* [What you will do]
Look through the entries below and report every line that has "loaf".

* [Source records]

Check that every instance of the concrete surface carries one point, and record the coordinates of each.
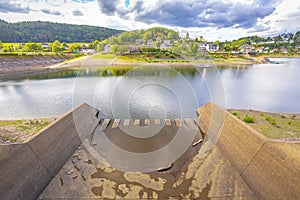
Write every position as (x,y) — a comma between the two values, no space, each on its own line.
(26,169)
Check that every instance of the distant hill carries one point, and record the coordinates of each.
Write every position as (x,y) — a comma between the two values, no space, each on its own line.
(48,32)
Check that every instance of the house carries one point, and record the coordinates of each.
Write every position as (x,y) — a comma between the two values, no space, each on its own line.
(150,42)
(167,42)
(107,48)
(88,51)
(134,49)
(165,46)
(139,42)
(247,49)
(202,47)
(260,49)
(158,39)
(212,47)
(46,47)
(283,49)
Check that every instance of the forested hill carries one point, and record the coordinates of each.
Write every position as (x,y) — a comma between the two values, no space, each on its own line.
(48,32)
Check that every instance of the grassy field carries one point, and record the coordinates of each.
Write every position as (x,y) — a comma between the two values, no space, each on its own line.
(271,125)
(17,131)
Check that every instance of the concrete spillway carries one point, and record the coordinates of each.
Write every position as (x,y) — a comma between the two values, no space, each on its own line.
(234,161)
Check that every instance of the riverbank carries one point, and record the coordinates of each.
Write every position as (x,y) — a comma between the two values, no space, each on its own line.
(19,131)
(19,66)
(23,66)
(284,126)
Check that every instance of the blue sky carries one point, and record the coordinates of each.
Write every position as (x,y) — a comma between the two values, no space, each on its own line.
(213,19)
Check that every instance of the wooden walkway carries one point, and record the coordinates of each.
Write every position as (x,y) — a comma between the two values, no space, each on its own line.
(115,123)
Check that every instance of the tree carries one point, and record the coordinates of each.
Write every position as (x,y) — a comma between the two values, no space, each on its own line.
(114,49)
(33,47)
(74,47)
(122,49)
(56,47)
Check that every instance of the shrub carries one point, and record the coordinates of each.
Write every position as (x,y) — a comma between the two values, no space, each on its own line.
(248,119)
(234,113)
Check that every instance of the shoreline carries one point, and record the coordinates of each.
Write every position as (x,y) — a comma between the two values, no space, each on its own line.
(272,124)
(40,68)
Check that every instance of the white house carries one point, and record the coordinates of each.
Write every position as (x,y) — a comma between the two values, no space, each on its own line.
(158,39)
(150,42)
(212,47)
(202,47)
(139,41)
(134,49)
(107,48)
(165,46)
(246,49)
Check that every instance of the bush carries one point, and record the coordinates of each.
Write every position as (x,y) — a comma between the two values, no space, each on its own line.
(234,113)
(248,119)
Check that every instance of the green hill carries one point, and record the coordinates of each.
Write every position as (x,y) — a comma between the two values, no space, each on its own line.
(48,32)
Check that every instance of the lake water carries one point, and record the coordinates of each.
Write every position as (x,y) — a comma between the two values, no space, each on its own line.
(153,92)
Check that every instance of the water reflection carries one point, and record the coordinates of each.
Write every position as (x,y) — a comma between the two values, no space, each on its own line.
(142,92)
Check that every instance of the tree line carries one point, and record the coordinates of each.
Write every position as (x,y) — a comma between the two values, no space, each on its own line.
(39,31)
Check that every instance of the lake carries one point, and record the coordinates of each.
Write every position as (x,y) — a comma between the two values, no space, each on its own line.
(152,92)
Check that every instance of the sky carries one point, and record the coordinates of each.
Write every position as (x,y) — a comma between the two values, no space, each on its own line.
(213,19)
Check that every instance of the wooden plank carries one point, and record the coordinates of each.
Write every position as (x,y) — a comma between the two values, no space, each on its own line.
(177,122)
(157,121)
(189,123)
(104,124)
(147,122)
(116,123)
(167,122)
(126,122)
(137,122)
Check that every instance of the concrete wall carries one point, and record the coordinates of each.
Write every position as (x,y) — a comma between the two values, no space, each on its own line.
(269,167)
(26,169)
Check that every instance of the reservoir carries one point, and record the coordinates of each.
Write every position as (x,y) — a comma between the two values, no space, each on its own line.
(155,92)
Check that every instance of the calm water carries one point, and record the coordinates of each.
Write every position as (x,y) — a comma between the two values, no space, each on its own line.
(151,92)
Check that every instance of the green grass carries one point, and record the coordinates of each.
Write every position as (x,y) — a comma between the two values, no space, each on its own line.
(104,56)
(248,119)
(22,127)
(271,125)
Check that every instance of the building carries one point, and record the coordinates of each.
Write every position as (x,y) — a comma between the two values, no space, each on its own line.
(107,48)
(134,49)
(46,47)
(139,42)
(247,49)
(165,46)
(149,42)
(212,47)
(202,47)
(158,39)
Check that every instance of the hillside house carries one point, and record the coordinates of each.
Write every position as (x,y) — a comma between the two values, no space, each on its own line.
(165,46)
(107,48)
(134,49)
(149,42)
(158,39)
(202,47)
(247,49)
(212,47)
(139,42)
(46,47)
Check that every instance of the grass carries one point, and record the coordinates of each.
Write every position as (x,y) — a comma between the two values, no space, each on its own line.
(19,130)
(271,125)
(248,119)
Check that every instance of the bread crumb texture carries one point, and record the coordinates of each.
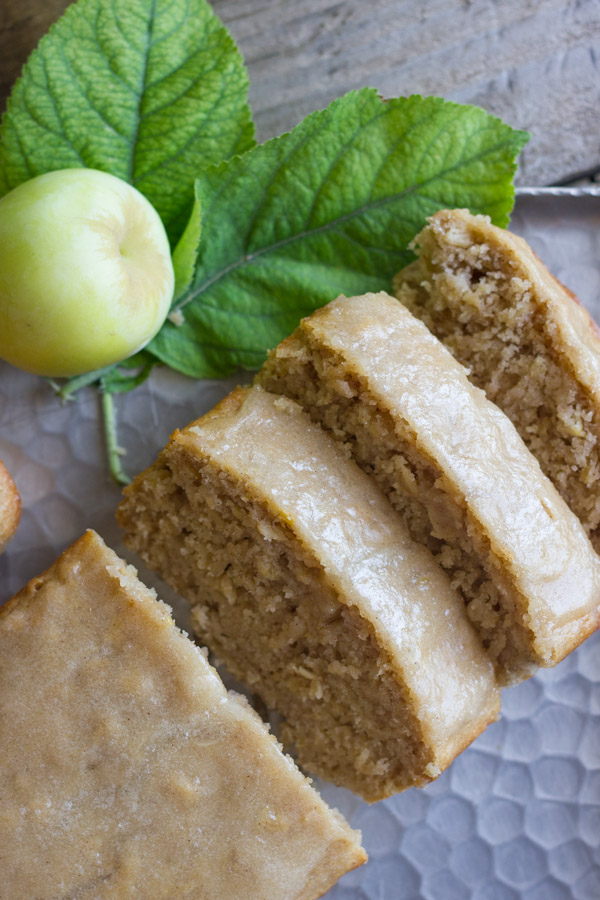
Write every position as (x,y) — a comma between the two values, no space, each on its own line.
(455,469)
(525,340)
(304,581)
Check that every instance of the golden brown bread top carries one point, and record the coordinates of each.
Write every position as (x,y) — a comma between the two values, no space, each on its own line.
(10,507)
(127,770)
(286,462)
(484,461)
(573,333)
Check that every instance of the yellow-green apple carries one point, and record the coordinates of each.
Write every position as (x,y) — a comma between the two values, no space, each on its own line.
(86,277)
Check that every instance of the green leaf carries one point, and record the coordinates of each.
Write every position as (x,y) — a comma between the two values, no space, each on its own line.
(152,91)
(128,374)
(329,208)
(186,251)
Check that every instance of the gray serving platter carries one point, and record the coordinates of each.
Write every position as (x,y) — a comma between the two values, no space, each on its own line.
(517,815)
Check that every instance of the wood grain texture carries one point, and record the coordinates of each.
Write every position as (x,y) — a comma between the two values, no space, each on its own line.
(533,62)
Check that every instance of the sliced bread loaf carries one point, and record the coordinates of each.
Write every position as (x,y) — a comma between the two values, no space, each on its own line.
(525,339)
(453,464)
(305,582)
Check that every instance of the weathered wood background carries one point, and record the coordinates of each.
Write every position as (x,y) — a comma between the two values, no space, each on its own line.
(533,62)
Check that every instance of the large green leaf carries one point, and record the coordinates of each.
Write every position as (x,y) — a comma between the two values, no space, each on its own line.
(152,91)
(329,208)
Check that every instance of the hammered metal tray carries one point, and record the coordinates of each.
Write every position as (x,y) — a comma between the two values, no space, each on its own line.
(517,815)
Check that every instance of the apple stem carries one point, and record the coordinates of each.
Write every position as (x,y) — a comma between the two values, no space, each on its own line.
(113,450)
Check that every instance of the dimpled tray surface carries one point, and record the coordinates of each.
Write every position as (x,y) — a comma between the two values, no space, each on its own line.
(517,815)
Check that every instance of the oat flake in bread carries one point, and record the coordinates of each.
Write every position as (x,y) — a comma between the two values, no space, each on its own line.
(128,771)
(305,582)
(526,340)
(453,464)
(10,507)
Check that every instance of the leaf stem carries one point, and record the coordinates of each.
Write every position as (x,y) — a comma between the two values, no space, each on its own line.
(74,384)
(113,450)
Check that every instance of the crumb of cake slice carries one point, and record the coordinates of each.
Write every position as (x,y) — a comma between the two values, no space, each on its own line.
(10,507)
(526,340)
(305,582)
(127,769)
(453,464)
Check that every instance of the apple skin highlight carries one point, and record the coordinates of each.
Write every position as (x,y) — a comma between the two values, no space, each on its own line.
(86,277)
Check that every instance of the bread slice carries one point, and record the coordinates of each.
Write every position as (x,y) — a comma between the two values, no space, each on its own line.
(10,507)
(128,771)
(452,463)
(305,582)
(525,339)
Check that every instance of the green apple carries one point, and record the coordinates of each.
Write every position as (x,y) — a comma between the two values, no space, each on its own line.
(86,277)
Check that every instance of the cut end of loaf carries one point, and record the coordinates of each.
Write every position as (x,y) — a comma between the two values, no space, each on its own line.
(485,295)
(322,382)
(261,603)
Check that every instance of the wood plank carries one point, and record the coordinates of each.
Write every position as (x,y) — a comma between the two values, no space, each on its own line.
(533,62)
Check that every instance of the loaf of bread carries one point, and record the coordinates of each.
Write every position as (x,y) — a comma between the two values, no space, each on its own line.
(10,507)
(305,582)
(454,466)
(525,339)
(128,771)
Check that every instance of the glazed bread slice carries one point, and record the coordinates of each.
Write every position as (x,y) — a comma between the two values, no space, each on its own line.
(452,463)
(305,582)
(525,339)
(10,507)
(128,771)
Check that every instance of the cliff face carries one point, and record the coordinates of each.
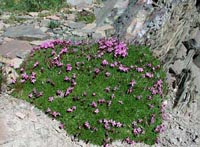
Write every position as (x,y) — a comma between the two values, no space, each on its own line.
(171,29)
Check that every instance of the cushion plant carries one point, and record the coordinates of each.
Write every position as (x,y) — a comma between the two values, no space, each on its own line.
(100,92)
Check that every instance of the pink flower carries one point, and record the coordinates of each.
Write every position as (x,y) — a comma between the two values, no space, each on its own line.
(132,83)
(123,68)
(149,75)
(152,118)
(69,110)
(47,44)
(68,67)
(25,76)
(107,74)
(21,70)
(73,108)
(87,125)
(112,65)
(94,105)
(139,69)
(63,51)
(104,62)
(55,114)
(121,50)
(50,99)
(96,111)
(67,78)
(61,126)
(112,96)
(36,64)
(96,70)
(160,128)
(30,95)
(48,110)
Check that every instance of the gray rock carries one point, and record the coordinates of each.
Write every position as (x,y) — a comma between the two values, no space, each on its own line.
(79,2)
(76,25)
(25,33)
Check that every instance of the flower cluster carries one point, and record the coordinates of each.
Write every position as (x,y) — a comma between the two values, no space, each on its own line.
(71,109)
(110,123)
(113,45)
(160,128)
(157,88)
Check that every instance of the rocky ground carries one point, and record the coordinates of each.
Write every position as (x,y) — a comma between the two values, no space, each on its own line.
(23,125)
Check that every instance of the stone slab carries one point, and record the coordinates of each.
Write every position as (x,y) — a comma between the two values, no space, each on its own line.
(15,47)
(25,32)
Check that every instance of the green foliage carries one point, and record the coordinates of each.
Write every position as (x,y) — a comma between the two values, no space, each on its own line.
(125,107)
(86,16)
(32,5)
(53,24)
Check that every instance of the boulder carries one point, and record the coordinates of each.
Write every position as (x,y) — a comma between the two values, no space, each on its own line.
(25,32)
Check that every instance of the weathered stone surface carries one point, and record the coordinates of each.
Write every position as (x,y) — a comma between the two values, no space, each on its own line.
(75,25)
(12,48)
(79,2)
(25,33)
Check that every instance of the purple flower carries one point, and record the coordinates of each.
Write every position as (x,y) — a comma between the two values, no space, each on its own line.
(47,44)
(67,78)
(96,111)
(21,70)
(101,101)
(121,50)
(30,95)
(94,105)
(68,67)
(48,110)
(132,83)
(118,125)
(149,75)
(123,68)
(63,51)
(87,125)
(69,110)
(73,108)
(139,69)
(160,128)
(50,99)
(96,70)
(36,64)
(112,96)
(112,65)
(104,62)
(107,74)
(152,120)
(61,126)
(25,76)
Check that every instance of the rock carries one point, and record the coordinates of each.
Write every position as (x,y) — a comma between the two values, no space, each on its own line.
(79,2)
(79,33)
(44,29)
(53,17)
(70,17)
(15,47)
(37,42)
(75,25)
(89,26)
(1,25)
(25,32)
(16,62)
(9,74)
(97,35)
(33,14)
(45,23)
(20,115)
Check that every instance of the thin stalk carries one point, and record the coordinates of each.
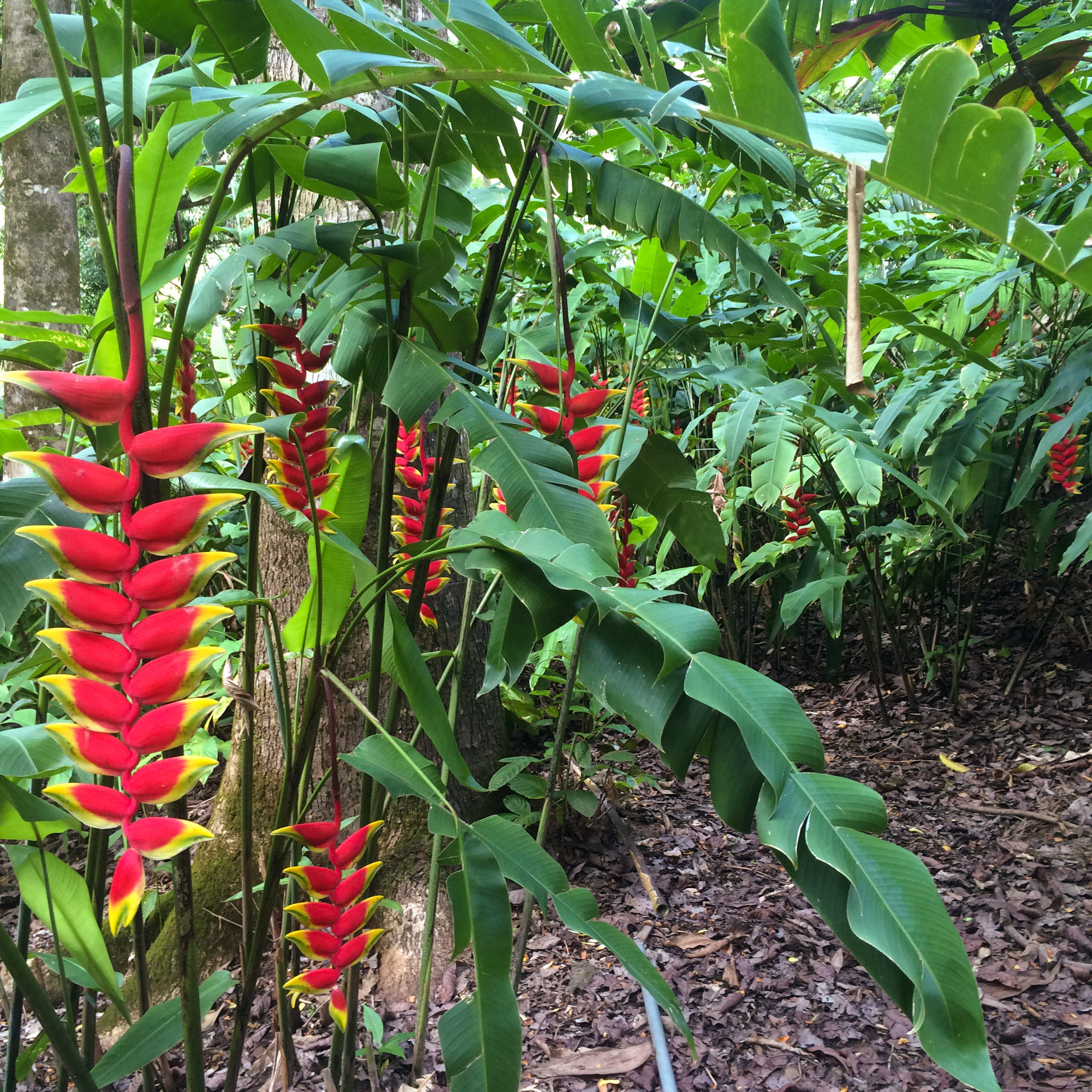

* [Exercise response]
Check that every instance of the sliced bread loaf carries one point, and record the coordinates of each.
Check that every instance of the cut end of loaf carries one point, and record the coordinates of each.
Check that every instance of the loaf of bread carries one point, and record the coordinates of each.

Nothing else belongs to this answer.